━━ RECORDS PROVIDED

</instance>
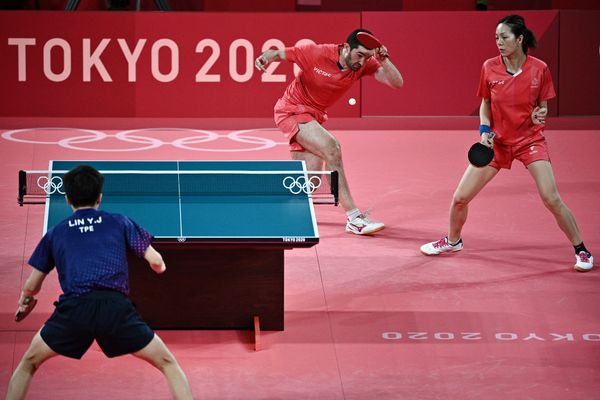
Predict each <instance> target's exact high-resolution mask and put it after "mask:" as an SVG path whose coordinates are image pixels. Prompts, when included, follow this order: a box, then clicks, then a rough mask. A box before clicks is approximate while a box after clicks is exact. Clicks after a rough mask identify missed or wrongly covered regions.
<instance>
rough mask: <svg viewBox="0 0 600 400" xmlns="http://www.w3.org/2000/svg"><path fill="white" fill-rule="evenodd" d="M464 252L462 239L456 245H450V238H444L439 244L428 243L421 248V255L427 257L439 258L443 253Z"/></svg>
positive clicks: (458, 241) (425, 244) (459, 240)
mask: <svg viewBox="0 0 600 400" xmlns="http://www.w3.org/2000/svg"><path fill="white" fill-rule="evenodd" d="M460 250H462V239H460V240H459V241H458V243H456V244H455V245H451V244H450V243H448V237H447V236H446V237H444V238H442V239H440V240H438V241H437V242H430V243H426V244H424V245H423V246H421V253H423V254H425V255H426V256H437V255H438V254H442V253H453V252H455V251H460Z"/></svg>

━━━━

■ **TASK PROMPT**: A verbatim transcription of the listing is expected, with no pictures included.

■ **OUTPUT OF THE EXERCISE**:
</instance>
Predict each <instance> target's exact high-resolution mask and put it after "mask:" as an SVG path whose coordinates are image pixels. Prompts, when included, follow this order: a box, then clicks, then a rough mask. A box before clicks is approximate while a box after clicks is exact. Clicks after a rough mask identify missed or wrongly covered regions.
<instance>
rough mask: <svg viewBox="0 0 600 400" xmlns="http://www.w3.org/2000/svg"><path fill="white" fill-rule="evenodd" d="M464 252L462 239L456 245H450V238H444L439 244L428 243L421 248V255L427 257L439 258L443 253Z"/></svg>
positive clicks: (458, 241) (425, 244) (459, 240)
mask: <svg viewBox="0 0 600 400" xmlns="http://www.w3.org/2000/svg"><path fill="white" fill-rule="evenodd" d="M460 250H462V239H460V240H459V241H458V243H456V244H455V245H451V244H450V243H448V237H447V236H446V237H444V238H442V239H440V240H438V241H437V242H430V243H426V244H424V245H423V246H421V253H423V254H425V255H426V256H437V255H438V254H442V253H453V252H455V251H460Z"/></svg>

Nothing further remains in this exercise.